SET TASK: Reproduce all entries verbatim, with nothing added or dropped.

## Begin DATA SHOWN

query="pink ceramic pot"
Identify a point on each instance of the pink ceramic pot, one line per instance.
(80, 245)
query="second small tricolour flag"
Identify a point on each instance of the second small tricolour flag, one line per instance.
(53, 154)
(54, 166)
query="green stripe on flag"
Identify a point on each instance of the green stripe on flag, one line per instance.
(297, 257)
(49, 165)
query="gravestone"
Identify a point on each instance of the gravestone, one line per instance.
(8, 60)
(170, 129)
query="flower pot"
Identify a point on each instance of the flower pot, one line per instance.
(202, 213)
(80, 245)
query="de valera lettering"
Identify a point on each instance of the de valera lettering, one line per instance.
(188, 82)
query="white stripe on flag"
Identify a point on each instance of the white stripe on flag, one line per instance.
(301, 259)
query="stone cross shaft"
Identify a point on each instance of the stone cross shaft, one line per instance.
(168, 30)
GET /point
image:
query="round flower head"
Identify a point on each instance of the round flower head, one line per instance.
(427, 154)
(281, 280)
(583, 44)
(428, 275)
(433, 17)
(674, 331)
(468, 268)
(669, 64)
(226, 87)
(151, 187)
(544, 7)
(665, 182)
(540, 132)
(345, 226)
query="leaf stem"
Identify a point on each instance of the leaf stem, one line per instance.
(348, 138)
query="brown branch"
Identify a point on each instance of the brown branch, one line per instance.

## End DATA SHOWN

SOLVED PROBLEM:
query="pink ceramic pot"
Identify a point on each instance of the pink ceramic pot, one line per instance.
(80, 245)
query="second small tricolour flag"
Identify a point on each instance of the second small tricolour flag, one line per instance.
(53, 154)
(54, 166)
query="green stripe on flag"
Identify a point on each instance of the green stripe on flag, one line per instance.
(297, 257)
(49, 165)
query="gravestone"
Identify a point on each instance of the gravestone, one line per instance.
(8, 60)
(170, 129)
query="flower pot"
Identify a point on each instance of the flower pot, one line per instance.
(202, 213)
(80, 245)
query="de valera lettering"
Identify a point on each instance of the de valera lettering, one line per instance.
(188, 82)
query="white stripe on flag"
Identify a point on each instance of the white stripe on flag, one line per instance.
(301, 259)
query="stone cross shaft"
Identify a point on each instance of the stone cross shaft, one line per instance.
(168, 30)
GET /point
image:
query="round flower head"
Identify a point on each instance of the round flower head, one line per instance.
(427, 154)
(281, 280)
(583, 44)
(428, 275)
(433, 17)
(674, 331)
(468, 268)
(669, 64)
(226, 87)
(151, 187)
(544, 7)
(665, 182)
(540, 132)
(345, 226)
query="leaf stem"
Identify a point on each instance of the leaf stem, one line per instance.
(348, 138)
query="brown branch"
Identify a point on each instance of the brown branch, one line per instance.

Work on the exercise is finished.